Aim: Exactly reproduce the lines that follow.

Raw data:
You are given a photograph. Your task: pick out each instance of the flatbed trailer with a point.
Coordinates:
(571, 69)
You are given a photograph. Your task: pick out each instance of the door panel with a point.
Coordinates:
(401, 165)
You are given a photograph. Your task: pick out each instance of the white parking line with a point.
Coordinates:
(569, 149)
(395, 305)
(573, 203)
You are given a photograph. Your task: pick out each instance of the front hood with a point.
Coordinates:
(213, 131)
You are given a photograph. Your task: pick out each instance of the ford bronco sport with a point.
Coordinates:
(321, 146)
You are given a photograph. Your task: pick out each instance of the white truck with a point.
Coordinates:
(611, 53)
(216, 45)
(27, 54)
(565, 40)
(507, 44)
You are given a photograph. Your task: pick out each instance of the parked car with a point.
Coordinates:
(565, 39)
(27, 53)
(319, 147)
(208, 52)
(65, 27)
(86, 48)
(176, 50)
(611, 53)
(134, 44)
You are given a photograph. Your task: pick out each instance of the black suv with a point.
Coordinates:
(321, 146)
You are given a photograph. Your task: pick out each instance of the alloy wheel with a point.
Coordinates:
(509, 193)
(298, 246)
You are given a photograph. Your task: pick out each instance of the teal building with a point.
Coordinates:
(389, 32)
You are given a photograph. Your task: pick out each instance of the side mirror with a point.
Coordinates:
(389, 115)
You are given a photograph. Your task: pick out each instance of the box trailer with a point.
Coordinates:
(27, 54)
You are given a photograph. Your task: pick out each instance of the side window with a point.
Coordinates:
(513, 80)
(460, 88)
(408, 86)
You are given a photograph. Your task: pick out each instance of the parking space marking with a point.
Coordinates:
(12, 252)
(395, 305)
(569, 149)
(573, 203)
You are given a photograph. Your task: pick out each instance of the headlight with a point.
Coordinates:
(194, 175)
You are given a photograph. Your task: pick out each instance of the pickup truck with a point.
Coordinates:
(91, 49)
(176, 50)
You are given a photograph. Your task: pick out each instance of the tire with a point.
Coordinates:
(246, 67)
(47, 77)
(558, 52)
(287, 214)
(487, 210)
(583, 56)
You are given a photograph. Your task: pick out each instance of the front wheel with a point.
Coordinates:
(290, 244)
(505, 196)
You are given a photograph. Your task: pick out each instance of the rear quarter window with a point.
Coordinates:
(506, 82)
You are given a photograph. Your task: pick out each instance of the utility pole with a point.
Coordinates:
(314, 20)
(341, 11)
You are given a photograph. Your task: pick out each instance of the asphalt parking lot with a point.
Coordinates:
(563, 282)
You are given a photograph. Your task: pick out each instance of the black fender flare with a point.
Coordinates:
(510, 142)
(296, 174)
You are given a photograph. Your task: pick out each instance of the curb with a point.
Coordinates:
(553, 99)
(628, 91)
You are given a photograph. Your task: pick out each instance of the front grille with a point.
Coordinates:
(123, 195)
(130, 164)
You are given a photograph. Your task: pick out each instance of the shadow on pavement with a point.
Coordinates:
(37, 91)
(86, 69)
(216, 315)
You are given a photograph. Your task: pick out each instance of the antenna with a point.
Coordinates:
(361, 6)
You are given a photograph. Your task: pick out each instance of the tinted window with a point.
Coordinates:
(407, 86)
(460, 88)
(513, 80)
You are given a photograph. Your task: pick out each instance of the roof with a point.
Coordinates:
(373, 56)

The reply:
You are given a photograph. Your task: pick out each instance of the flatbed trailer with a point.
Coordinates:
(571, 69)
You are given a photograph. Your task: pick out each instance of the door panel with a point.
Coordinates:
(401, 165)
You are given a photograph. Your task: pick out each instance of the white parking line with a point.
Coordinates:
(569, 149)
(395, 305)
(573, 203)
You are given a photograph. Your task: pick out each instance of the front hood with a point.
Coordinates:
(213, 131)
You are given a photograph. Your task: pick out each instance of the ford bronco sport with a point.
Coordinates:
(321, 146)
You are given a photograph. Your task: pick out each instance of the white truck with a point.
Coordinates:
(611, 53)
(216, 45)
(27, 54)
(565, 40)
(507, 44)
You are given a photograph. Your task: pick out each instance of the parked car with a point.
Coordinates:
(565, 39)
(27, 53)
(319, 147)
(208, 52)
(65, 27)
(86, 48)
(176, 50)
(611, 53)
(134, 44)
You are given a photograph. Your task: pick out each instance of the black suv with a point.
Coordinates:
(321, 146)
You are given a photograph. Your task: pick out each instance of the alloy wheel with a point.
Coordinates:
(509, 193)
(298, 246)
You are given a photograph. Your task: pick out each instance of the teal building with a point.
Coordinates:
(389, 32)
You are given a photograph. Your task: pick out each instance of the side mirror with a point.
Coordinates:
(389, 115)
You are given a photograph. Your task: pick out each instance of the box trailer with a point.
Coordinates:
(27, 54)
You are given a photograph. Your task: pick out each instance of the side window with a point.
Coordinates:
(513, 80)
(460, 88)
(408, 86)
You are given a photograph. Your task: pick out each instance of the parking space marking with a point.
Coordinates:
(12, 252)
(395, 305)
(569, 149)
(573, 203)
You are given a photograph. Your task: pick out each instance of the headlight with a point.
Coordinates:
(194, 175)
You are given a photograph. Your task: pick out each instance of the pickup truck with a point.
Coordinates:
(91, 49)
(176, 50)
You are given a photograph. Your task: pick out each instance of the tire with a point.
Coordinates:
(246, 67)
(47, 77)
(558, 52)
(287, 214)
(487, 210)
(583, 56)
You are given a photograph. Your task: pick out each instance of the front wheel with a point.
Coordinates:
(290, 244)
(505, 196)
You are given a photograph. Your task: pick out each instance of the rear quarter window with a point.
Coordinates:
(506, 82)
You are given a photograph. Your task: pick out each instance of the utility pole with a point.
Coordinates:
(314, 20)
(341, 11)
You are given a photograph. Your task: pick out each instance of the asphalt parking lot with a point.
Coordinates:
(563, 282)
You are given a photograph. Your task: pick out each instance of the black fender flare with a point.
Coordinates:
(510, 142)
(296, 174)
You are given a photograph. Your task: pick out each instance of the curb with a point.
Coordinates:
(553, 99)
(628, 91)
You are given a photograph. Your task: pick out each instance of the front grille with a point.
Coordinates:
(123, 195)
(130, 164)
You are given a photograph. Your task: pick out each instance of the shadow on pavement with a point.
Coordinates:
(37, 91)
(86, 69)
(216, 315)
You are given a photograph. Your task: pick out each instance of the antenna with a point.
Coordinates:
(361, 6)
You are given a photograph. Your task: pick out each instance of the tinted window with a point.
Coordinates:
(407, 86)
(460, 88)
(513, 80)
You are given a photograph. Your task: pick out each instance of the roof with a point.
Coordinates:
(373, 56)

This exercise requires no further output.